* Start Records shown *

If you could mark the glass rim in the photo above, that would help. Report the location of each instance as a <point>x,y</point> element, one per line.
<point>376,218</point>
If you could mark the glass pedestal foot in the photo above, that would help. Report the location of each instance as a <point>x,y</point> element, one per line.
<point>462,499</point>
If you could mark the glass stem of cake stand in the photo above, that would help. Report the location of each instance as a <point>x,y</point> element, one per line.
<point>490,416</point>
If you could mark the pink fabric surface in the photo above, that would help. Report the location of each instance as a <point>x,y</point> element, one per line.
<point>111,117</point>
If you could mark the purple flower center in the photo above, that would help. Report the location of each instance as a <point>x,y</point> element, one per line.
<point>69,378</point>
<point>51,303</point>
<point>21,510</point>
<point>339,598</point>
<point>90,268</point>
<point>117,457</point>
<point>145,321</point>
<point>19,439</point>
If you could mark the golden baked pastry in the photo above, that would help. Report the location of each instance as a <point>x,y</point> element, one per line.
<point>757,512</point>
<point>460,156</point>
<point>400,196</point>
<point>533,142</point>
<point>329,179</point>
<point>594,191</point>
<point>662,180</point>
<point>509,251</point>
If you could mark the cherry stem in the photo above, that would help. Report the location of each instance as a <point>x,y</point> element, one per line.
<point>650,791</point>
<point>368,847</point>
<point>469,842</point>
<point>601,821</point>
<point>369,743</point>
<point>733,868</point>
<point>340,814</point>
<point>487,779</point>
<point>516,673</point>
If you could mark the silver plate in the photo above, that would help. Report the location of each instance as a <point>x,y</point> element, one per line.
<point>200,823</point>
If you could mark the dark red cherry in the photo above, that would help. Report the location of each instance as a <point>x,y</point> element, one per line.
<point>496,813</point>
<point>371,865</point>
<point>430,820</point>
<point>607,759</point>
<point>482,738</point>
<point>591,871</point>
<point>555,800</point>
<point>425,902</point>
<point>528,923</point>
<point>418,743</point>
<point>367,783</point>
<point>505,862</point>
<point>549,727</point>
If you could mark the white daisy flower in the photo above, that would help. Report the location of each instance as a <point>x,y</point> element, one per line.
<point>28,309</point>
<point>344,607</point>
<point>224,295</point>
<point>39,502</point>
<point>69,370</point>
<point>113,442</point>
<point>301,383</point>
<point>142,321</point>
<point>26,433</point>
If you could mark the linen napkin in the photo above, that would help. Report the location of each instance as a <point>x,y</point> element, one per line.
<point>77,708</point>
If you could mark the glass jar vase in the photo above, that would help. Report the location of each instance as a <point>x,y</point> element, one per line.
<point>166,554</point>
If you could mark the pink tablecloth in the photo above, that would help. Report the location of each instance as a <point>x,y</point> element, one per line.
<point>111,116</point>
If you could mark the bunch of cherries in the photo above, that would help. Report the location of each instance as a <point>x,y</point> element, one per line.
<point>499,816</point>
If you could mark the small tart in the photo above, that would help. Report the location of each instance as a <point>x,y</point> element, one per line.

* End Records shown *

What the exercise asks :: Output the records above verbatim, from the first line through the last, without altering anything.

Response to the exercise ::
If you could mark the glass rim in the photo above, that would help. Report the location of each instance as a <point>x,y</point> element, one per line.
<point>376,218</point>
If you could mark the glass pedestal foot in the photo above, that would help. Report the location of each instance as a <point>x,y</point> element, one per line.
<point>462,499</point>
If you could mark the glass stem of cake stand in the photo above, that would help. Report the location of each instance as a <point>x,y</point> element, one per line.
<point>490,416</point>
If you could mark the pink fabric surface in the photo above, that would help. Report the location of each instance as a <point>x,y</point> element, one per line.
<point>111,117</point>
If you could mark the purple flower center in the photo above, that would help. Report the location of each instance as a <point>x,y</point> element, one per line.
<point>69,378</point>
<point>51,303</point>
<point>21,510</point>
<point>339,598</point>
<point>90,268</point>
<point>117,457</point>
<point>145,321</point>
<point>19,439</point>
If you could mark the golden baked pastry in the photo above, that would help. Report the location of each instance as a <point>x,y</point> element, one per line.
<point>757,512</point>
<point>460,156</point>
<point>400,196</point>
<point>533,142</point>
<point>329,179</point>
<point>594,191</point>
<point>662,180</point>
<point>509,251</point>
If you could mark the cherry stem in the photo above, that would help. Report the location of each instance as a <point>x,y</point> element, one per line.
<point>650,791</point>
<point>368,847</point>
<point>469,842</point>
<point>601,821</point>
<point>369,743</point>
<point>733,868</point>
<point>340,814</point>
<point>487,779</point>
<point>516,673</point>
If you could mark the silver plate in the photo above, that would help. Report the location of each instance as a <point>x,y</point> element, one per line.
<point>200,823</point>
If you could mark the dark red cherry in the photo above, that would help. Report the location of each instance as a <point>x,y</point> element, one per line.
<point>496,813</point>
<point>371,865</point>
<point>430,820</point>
<point>607,759</point>
<point>482,738</point>
<point>591,871</point>
<point>555,800</point>
<point>425,902</point>
<point>528,923</point>
<point>418,743</point>
<point>367,783</point>
<point>505,862</point>
<point>549,727</point>
If you could mark the white daisy flower in the photo above, that would help. Report the location of each instance as a <point>x,y</point> element, one per line.
<point>28,309</point>
<point>344,607</point>
<point>224,295</point>
<point>39,502</point>
<point>69,370</point>
<point>113,442</point>
<point>301,383</point>
<point>142,321</point>
<point>26,433</point>
If you could mark the linen napkin in the photo above, that would help. Report the location of each instance as a <point>x,y</point> element, one per line.
<point>77,708</point>
If you could mark the glass jar vase in the photo above, that would help. Report the location of each instance as a <point>x,y</point> element, one per line.
<point>166,554</point>
If you could mark the pink tablecloth in the photo above, that would help. Report the location of each instance as a <point>x,y</point> element, one per line.
<point>111,116</point>
If you could mark the bunch of cherries in the photo above, that would help. Report the location of each instance as a <point>x,y</point> element, one per line.
<point>499,816</point>
If you could mark the small tart in the photo above, that would help. Report the location of each instance as a <point>x,y</point> element, one per line.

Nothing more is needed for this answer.